Work order
Which lines of the data contain the string "desk"? Copy every one of them.

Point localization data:
######
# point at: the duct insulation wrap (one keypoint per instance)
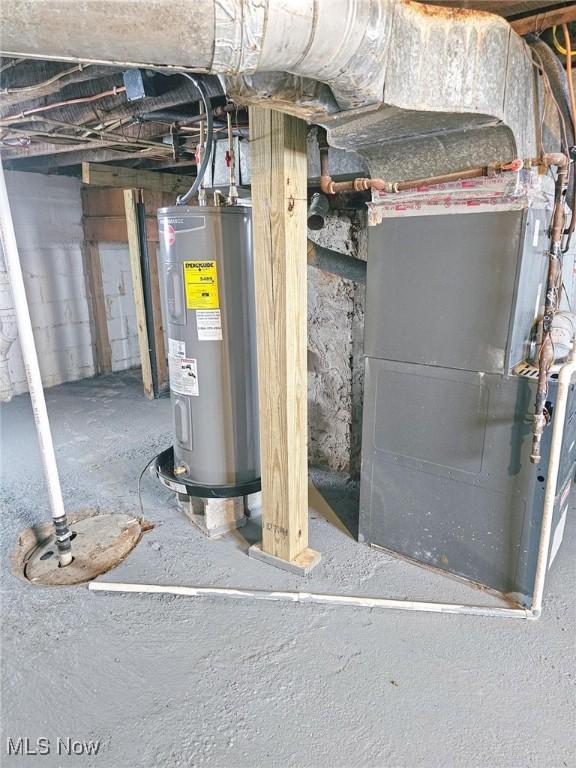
(208, 284)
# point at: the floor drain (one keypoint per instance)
(99, 543)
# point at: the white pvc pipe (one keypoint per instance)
(564, 379)
(30, 357)
(313, 597)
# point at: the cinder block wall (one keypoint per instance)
(47, 214)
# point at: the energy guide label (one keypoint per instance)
(201, 285)
(209, 324)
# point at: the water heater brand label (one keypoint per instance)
(209, 324)
(201, 285)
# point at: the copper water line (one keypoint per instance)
(546, 355)
(360, 183)
(572, 100)
(82, 100)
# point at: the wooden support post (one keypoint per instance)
(97, 301)
(279, 200)
(130, 200)
(159, 346)
(98, 306)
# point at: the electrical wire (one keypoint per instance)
(140, 484)
(564, 51)
(44, 83)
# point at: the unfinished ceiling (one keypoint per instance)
(428, 86)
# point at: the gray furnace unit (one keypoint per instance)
(208, 286)
(449, 396)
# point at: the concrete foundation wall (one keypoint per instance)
(47, 213)
(335, 350)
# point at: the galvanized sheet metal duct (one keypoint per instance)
(385, 70)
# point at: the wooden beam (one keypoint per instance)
(279, 199)
(130, 200)
(114, 176)
(538, 22)
(113, 229)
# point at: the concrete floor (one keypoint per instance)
(172, 681)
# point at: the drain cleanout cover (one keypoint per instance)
(99, 542)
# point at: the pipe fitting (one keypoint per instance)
(318, 211)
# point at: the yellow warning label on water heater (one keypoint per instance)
(201, 285)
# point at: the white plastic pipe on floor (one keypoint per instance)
(12, 260)
(564, 380)
(313, 597)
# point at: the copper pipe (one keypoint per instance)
(568, 44)
(572, 99)
(361, 184)
(546, 356)
(82, 100)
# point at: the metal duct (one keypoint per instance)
(389, 69)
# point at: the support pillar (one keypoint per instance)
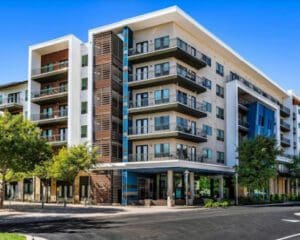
(192, 188)
(170, 200)
(221, 187)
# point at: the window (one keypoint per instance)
(142, 47)
(206, 59)
(162, 150)
(84, 131)
(207, 153)
(207, 129)
(220, 157)
(141, 99)
(220, 91)
(84, 60)
(162, 96)
(182, 97)
(162, 42)
(162, 69)
(207, 106)
(83, 107)
(220, 69)
(141, 73)
(220, 113)
(220, 135)
(162, 123)
(207, 83)
(84, 83)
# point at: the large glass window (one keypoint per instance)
(162, 42)
(142, 47)
(162, 69)
(162, 123)
(162, 150)
(162, 96)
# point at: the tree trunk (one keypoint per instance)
(2, 189)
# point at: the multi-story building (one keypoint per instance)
(166, 103)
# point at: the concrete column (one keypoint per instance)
(221, 187)
(170, 201)
(157, 185)
(192, 188)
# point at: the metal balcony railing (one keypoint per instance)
(50, 91)
(172, 156)
(55, 138)
(50, 115)
(172, 71)
(172, 43)
(186, 101)
(50, 68)
(172, 127)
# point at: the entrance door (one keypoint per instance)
(145, 188)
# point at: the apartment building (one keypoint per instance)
(166, 103)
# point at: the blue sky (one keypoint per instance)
(265, 32)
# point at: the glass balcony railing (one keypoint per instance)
(50, 91)
(50, 68)
(178, 155)
(50, 115)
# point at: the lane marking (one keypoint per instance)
(291, 220)
(290, 236)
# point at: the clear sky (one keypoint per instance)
(265, 32)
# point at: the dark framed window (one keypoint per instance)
(220, 69)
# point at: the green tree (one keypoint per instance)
(70, 161)
(257, 162)
(21, 147)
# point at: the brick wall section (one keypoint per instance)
(55, 57)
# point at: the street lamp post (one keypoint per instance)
(186, 175)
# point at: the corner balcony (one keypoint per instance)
(167, 131)
(49, 71)
(173, 75)
(11, 104)
(243, 126)
(56, 140)
(284, 127)
(50, 95)
(171, 156)
(50, 118)
(285, 142)
(172, 103)
(175, 48)
(284, 111)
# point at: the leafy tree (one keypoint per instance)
(257, 162)
(70, 161)
(21, 147)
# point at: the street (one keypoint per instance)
(276, 222)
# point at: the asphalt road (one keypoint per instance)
(233, 223)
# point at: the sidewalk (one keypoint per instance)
(21, 212)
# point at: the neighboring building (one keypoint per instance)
(162, 99)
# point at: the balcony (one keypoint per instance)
(56, 140)
(173, 75)
(171, 156)
(173, 103)
(50, 118)
(175, 48)
(11, 104)
(284, 111)
(285, 142)
(243, 125)
(50, 95)
(285, 127)
(50, 71)
(167, 131)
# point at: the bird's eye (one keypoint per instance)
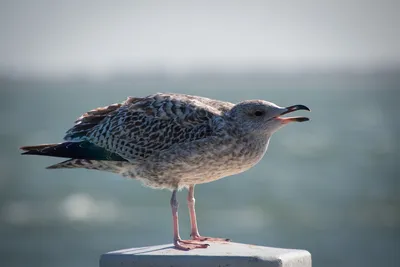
(259, 113)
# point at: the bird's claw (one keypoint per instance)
(188, 244)
(198, 237)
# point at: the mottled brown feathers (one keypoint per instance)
(139, 127)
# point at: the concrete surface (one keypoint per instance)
(217, 254)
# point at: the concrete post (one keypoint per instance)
(217, 255)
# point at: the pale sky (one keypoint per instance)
(54, 37)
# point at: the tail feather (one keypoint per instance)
(74, 150)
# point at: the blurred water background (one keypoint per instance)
(330, 186)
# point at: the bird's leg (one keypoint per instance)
(178, 242)
(193, 221)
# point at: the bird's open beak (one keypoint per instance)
(293, 119)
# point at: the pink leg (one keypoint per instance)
(178, 242)
(193, 220)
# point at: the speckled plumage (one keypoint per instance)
(171, 141)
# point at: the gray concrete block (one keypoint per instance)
(217, 255)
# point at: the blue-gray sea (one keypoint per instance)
(330, 186)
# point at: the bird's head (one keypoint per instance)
(262, 116)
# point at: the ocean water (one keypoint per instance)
(330, 186)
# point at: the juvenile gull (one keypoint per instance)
(172, 141)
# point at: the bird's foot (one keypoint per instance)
(188, 244)
(198, 237)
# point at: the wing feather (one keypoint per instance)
(141, 127)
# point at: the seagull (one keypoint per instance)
(172, 141)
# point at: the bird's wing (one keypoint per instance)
(140, 127)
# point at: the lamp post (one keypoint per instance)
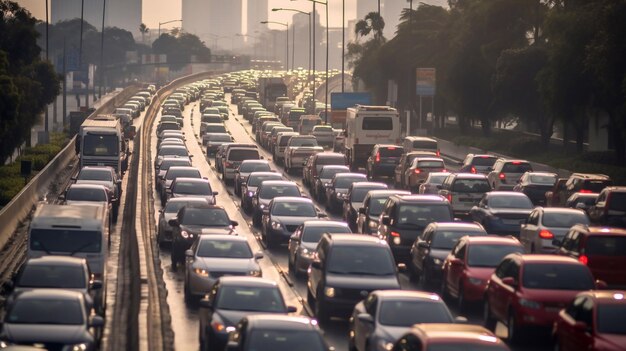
(286, 40)
(293, 36)
(166, 22)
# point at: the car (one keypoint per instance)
(231, 299)
(58, 272)
(345, 269)
(592, 322)
(194, 220)
(283, 215)
(384, 315)
(431, 248)
(477, 163)
(437, 336)
(303, 242)
(535, 185)
(245, 168)
(470, 264)
(610, 207)
(51, 318)
(502, 212)
(528, 291)
(316, 162)
(464, 191)
(268, 190)
(432, 183)
(191, 187)
(353, 201)
(505, 173)
(544, 225)
(337, 189)
(602, 249)
(212, 256)
(404, 217)
(249, 187)
(169, 211)
(277, 332)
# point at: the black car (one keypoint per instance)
(404, 217)
(430, 249)
(194, 220)
(276, 332)
(347, 267)
(383, 161)
(231, 299)
(535, 185)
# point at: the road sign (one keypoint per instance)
(425, 79)
(341, 101)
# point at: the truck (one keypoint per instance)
(101, 142)
(367, 126)
(269, 89)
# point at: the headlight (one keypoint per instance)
(201, 272)
(530, 304)
(255, 273)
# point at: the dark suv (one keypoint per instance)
(404, 217)
(347, 267)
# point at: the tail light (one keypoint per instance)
(546, 234)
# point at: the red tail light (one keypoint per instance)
(546, 234)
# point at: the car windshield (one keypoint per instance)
(564, 220)
(361, 260)
(250, 298)
(52, 276)
(206, 217)
(248, 167)
(551, 276)
(182, 173)
(192, 188)
(606, 246)
(85, 194)
(407, 313)
(224, 249)
(65, 240)
(421, 215)
(98, 175)
(273, 191)
(45, 311)
(285, 340)
(345, 182)
(294, 209)
(520, 202)
(610, 319)
(446, 239)
(489, 255)
(471, 186)
(314, 234)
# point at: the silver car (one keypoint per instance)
(215, 255)
(304, 240)
(545, 225)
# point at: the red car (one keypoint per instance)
(529, 291)
(471, 263)
(602, 249)
(593, 321)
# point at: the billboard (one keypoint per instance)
(425, 79)
(341, 101)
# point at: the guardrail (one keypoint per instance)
(21, 205)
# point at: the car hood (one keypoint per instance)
(44, 333)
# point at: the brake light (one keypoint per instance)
(546, 234)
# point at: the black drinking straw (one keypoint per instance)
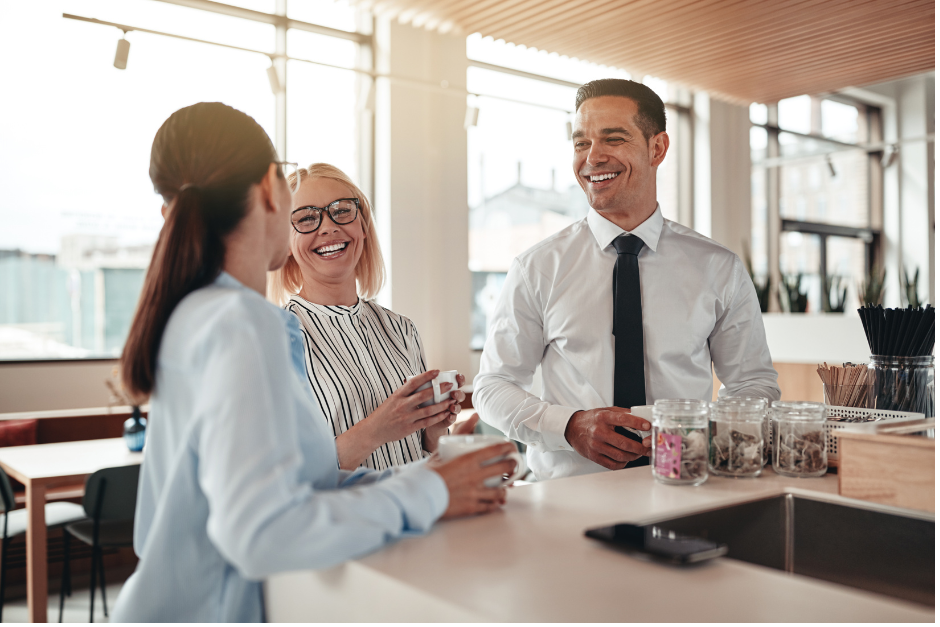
(862, 313)
(904, 316)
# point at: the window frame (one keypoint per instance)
(363, 36)
(871, 236)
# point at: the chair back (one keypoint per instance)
(6, 493)
(111, 493)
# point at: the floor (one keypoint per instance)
(76, 606)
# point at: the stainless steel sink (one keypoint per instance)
(864, 548)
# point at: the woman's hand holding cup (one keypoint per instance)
(475, 479)
(402, 414)
(434, 432)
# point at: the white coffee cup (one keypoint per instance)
(451, 446)
(445, 376)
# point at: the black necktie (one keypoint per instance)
(629, 375)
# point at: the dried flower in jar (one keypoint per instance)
(734, 451)
(802, 449)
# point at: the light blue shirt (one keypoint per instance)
(240, 478)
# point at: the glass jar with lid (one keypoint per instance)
(680, 443)
(799, 438)
(767, 431)
(736, 437)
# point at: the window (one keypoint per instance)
(521, 186)
(811, 164)
(80, 216)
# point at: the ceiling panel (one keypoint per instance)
(741, 50)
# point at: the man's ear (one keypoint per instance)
(658, 146)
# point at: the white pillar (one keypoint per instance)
(729, 136)
(421, 186)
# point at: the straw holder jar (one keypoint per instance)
(902, 383)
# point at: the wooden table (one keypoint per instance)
(40, 467)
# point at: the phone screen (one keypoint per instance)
(659, 542)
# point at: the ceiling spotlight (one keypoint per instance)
(473, 115)
(274, 78)
(120, 56)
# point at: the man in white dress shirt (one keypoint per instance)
(696, 307)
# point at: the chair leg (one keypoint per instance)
(66, 575)
(3, 575)
(94, 578)
(104, 599)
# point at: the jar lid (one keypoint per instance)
(798, 410)
(743, 401)
(739, 411)
(680, 408)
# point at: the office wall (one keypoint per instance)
(421, 186)
(48, 385)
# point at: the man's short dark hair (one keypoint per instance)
(651, 117)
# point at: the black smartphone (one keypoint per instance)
(658, 542)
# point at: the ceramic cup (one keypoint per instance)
(445, 376)
(451, 446)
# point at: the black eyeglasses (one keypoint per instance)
(342, 211)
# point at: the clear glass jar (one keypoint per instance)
(902, 383)
(799, 438)
(766, 432)
(680, 443)
(736, 437)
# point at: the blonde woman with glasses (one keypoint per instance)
(359, 354)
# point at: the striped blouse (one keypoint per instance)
(356, 358)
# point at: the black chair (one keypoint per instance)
(109, 502)
(15, 522)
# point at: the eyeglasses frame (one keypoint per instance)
(328, 213)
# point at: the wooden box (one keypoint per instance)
(891, 464)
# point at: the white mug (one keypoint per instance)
(451, 446)
(445, 376)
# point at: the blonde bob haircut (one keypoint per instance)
(370, 271)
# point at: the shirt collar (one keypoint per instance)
(605, 231)
(227, 280)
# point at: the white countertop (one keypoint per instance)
(532, 563)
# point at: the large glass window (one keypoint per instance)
(79, 214)
(521, 186)
(814, 160)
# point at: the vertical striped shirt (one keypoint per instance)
(356, 358)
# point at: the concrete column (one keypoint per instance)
(729, 137)
(421, 186)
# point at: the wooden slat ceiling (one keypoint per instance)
(741, 50)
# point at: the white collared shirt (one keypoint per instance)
(556, 310)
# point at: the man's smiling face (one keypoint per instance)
(613, 162)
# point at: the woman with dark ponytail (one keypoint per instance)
(235, 483)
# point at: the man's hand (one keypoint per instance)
(591, 433)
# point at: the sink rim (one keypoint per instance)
(795, 492)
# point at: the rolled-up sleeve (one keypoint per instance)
(738, 344)
(512, 352)
(263, 518)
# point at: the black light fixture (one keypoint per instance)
(120, 55)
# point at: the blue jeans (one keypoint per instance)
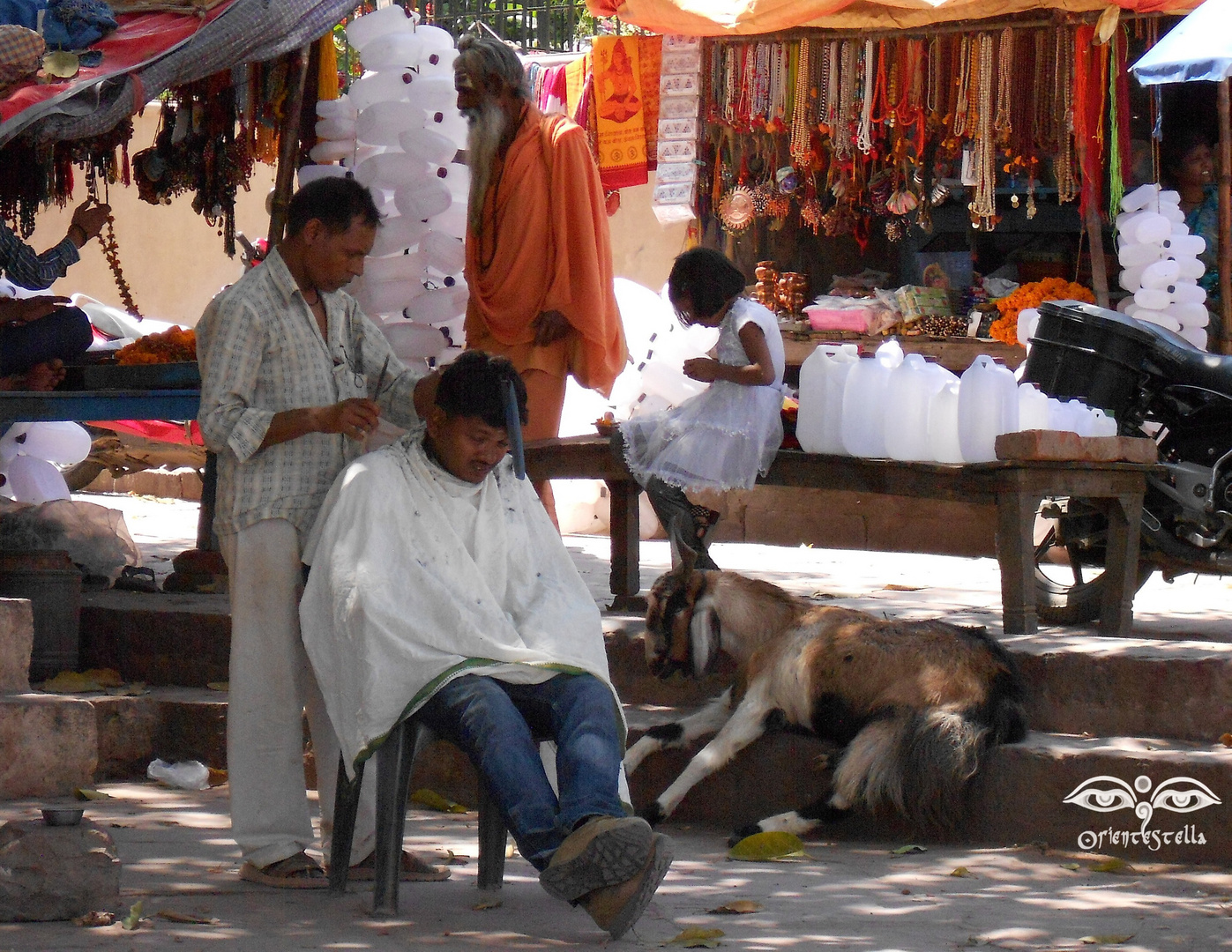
(63, 334)
(494, 723)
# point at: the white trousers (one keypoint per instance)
(272, 684)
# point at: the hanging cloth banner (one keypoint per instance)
(620, 112)
(649, 56)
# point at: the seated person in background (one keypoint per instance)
(441, 589)
(37, 334)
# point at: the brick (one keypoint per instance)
(16, 642)
(1064, 445)
(49, 745)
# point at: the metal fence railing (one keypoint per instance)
(551, 26)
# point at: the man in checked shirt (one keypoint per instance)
(289, 368)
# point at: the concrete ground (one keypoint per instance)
(177, 859)
(177, 855)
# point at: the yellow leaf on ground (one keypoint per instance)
(1111, 866)
(698, 937)
(133, 919)
(92, 920)
(770, 845)
(434, 800)
(737, 907)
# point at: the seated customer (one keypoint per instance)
(440, 588)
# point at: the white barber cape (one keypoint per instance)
(419, 576)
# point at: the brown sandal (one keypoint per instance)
(295, 872)
(413, 870)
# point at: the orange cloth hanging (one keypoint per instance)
(620, 112)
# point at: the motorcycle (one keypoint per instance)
(1154, 384)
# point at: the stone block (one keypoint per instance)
(49, 745)
(16, 642)
(56, 872)
(1062, 445)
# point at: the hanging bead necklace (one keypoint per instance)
(959, 106)
(984, 206)
(1002, 123)
(863, 134)
(800, 127)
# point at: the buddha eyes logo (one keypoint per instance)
(1108, 794)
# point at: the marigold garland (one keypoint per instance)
(1031, 296)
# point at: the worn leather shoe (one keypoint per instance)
(602, 852)
(616, 908)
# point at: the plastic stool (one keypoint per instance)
(396, 757)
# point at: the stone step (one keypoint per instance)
(1079, 682)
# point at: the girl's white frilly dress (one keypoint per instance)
(725, 436)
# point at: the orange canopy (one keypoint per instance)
(725, 18)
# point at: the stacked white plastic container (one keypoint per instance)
(398, 132)
(676, 179)
(1160, 264)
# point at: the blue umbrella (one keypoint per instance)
(1200, 48)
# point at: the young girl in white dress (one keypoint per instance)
(725, 436)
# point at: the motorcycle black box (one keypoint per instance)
(1088, 353)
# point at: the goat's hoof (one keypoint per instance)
(743, 833)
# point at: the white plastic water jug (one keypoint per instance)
(987, 408)
(863, 402)
(908, 394)
(822, 377)
(943, 424)
(1033, 408)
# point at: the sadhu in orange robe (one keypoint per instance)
(545, 247)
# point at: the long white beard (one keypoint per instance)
(487, 130)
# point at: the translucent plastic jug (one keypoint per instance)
(822, 377)
(863, 402)
(987, 408)
(907, 402)
(943, 425)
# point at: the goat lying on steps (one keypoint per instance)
(913, 704)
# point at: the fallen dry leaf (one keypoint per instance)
(93, 920)
(737, 907)
(188, 918)
(1111, 866)
(698, 937)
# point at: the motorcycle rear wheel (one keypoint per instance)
(1077, 599)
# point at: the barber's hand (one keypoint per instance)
(355, 418)
(89, 218)
(44, 376)
(549, 326)
(701, 368)
(22, 310)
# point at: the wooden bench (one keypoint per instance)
(1014, 487)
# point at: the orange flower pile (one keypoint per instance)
(1031, 296)
(169, 346)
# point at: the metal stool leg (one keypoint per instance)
(393, 780)
(347, 803)
(493, 839)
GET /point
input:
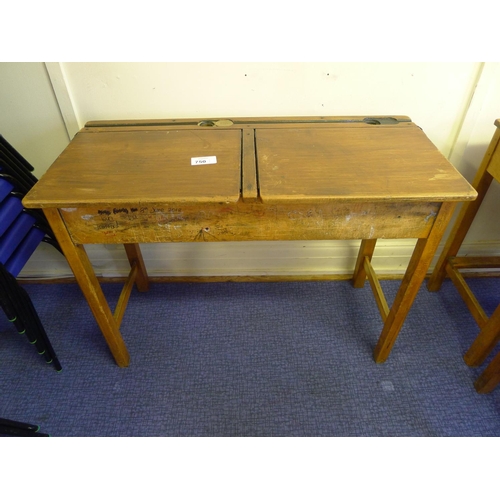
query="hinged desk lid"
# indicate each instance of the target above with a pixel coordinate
(137, 166)
(356, 163)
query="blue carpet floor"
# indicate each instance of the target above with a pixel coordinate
(251, 359)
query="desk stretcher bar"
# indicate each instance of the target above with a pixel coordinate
(246, 179)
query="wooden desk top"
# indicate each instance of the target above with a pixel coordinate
(313, 159)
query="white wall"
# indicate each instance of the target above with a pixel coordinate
(454, 103)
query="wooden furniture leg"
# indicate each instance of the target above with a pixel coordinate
(413, 278)
(481, 183)
(365, 250)
(85, 276)
(490, 377)
(485, 342)
(135, 258)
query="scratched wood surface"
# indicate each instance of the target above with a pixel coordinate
(328, 159)
(247, 222)
(126, 166)
(371, 163)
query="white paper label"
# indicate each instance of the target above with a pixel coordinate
(204, 160)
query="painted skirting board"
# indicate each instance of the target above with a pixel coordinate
(241, 258)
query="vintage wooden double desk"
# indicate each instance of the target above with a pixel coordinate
(323, 178)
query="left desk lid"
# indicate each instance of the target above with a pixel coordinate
(143, 166)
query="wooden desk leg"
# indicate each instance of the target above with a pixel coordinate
(86, 278)
(366, 250)
(415, 274)
(485, 342)
(135, 257)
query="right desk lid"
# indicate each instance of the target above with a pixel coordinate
(356, 162)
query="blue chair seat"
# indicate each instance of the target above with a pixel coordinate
(24, 251)
(10, 208)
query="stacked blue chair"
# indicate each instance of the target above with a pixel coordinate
######
Answer area
query="hinged desk lid"
query="desk stretcher bar"
query="wooden desk top"
query="vintage wooden double desk"
query="left desk lid"
query="wooden desk leg"
query="right desk lid"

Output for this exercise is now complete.